GIVEN PASSAGE below:
Hypothermia is well recognized to preserve cells and tissue in the face of metabolic challenge. Evidence supports the administration of hypothermia as standard of care for neuroprotection after cardiac arrest from acute coronary syndromes.
There has been long- standing interest in applying hypothermia to reduce the tissue damage associated with central nervous system trauma; however, benefit cannot be presumed. In addition to suggested neuroprotective effects, hypothermia is well known for its ability to reduce intracranial pressure. However, hypothermia bears risks, including coagulopathy and immunosuppression, and profound hypothermia bears the additional risk of cardiac dysrhythmia and death.
In contrast to previous reviews, a systematic review found some evidence to suggest that therapeutic hypothermia may be of benefit in the treatment of traumatic brain injury. The majority of trials were of low quality, with unclear allocation concealment. Low quality trials may overestimate the effectiveness of hypothermia treatment versus standard care. There remains a need for more, high quality, randomised control trials of therapeutic hypothermia after traumatic brain injury 1).
A literature search for relevant articles in English published from year 2000 up to December 2013 found 19 studies. No signs of improvement in outcome from hypothermia were seen in the five pediatric studies. Varied results were reported in 14 studies on adult patients, 2 of which reported a tendency of higher mortality and worse neurological outcome, 4 reported lower mortality, and 9 reported favorable neurological outcome with hypothermia. The quality of several trials was low. The best-performed randomized studies showed no improvement in outcome by hypothermia-some even indicated worse outcome 6).
TBI patients may suffer from hypothermia-induced pulmonary and coagulation side effects, from side effects of vasopressors when re-establishing the hypothermia-induced lowered blood pressure, and from a rebound increase in intracranial pressure (ICP) during and after rewarming. The difference between body temperature and temperature set by the biological thermostat may cause stress-induced worsening of the circulation and oxygenation in injured areas of the brain. These mechanisms may counteract neuroprotective effects of therapeutic hypothermia. It is a lack scientific support as a first-tier therapy for the use of therapeutic hypothermia in TBI patients for both adults and children, but it may still be an option as a second-tier therapy for refractory intracranial hypertension 7).
Children suffered TBI may not be able to benefit from therapeutic hypothermia, it may increase risk of fatality and arrhythmia. There is no evidence that therapeutic hypothermia improves prognosis of children with TBI, and no evidence that therapeutic hypothermia raise pneumonia and coagulation dysfunction. Limited by the quality of the included studies, the results need to be treated with caution. Further large-scale, well-designed RCTs on this topic are still needed 8).
End of GIVEN PASSAGE.
INPUT DATA below:
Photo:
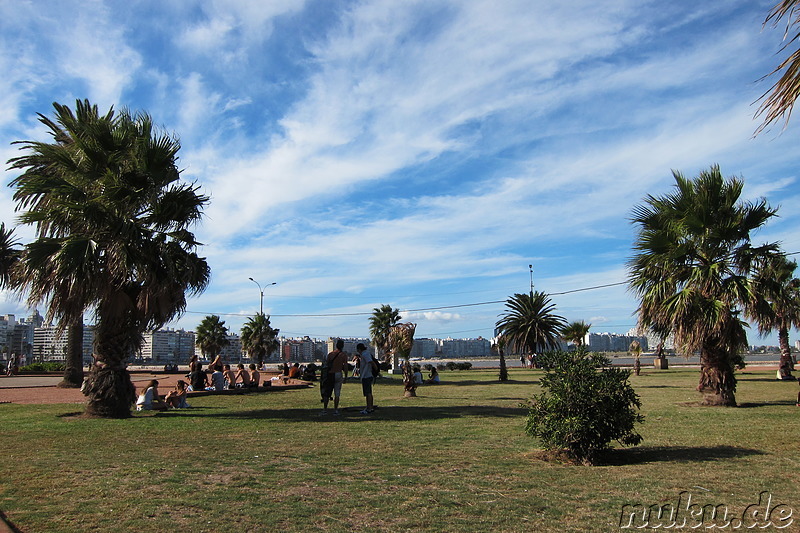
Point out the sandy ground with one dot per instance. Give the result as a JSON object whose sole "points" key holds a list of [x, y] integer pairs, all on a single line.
{"points": [[30, 389], [42, 389]]}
End of INPUT DATA.
**WORK REQUIRED**
Reproduce the text on therapeutic hypothermia between "There has been" and "dysrhythmia and death.", inclusive. The material above stands apart from the text on therapeutic hypothermia.

**ANSWER TO THIS EXERCISE**
There has been long- standing interest in applying hypothermia to reduce the tissue damage associated with central nervous system trauma; however, benefit cannot be presumed. In addition to suggested neuroprotective effects, hypothermia is well known for its ability to reduce intracranial pressure. However, hypothermia bears risks, including coagulopathy and immunosuppression, and profound hypothermia bears the additional risk of cardiac dysrhythmia and death.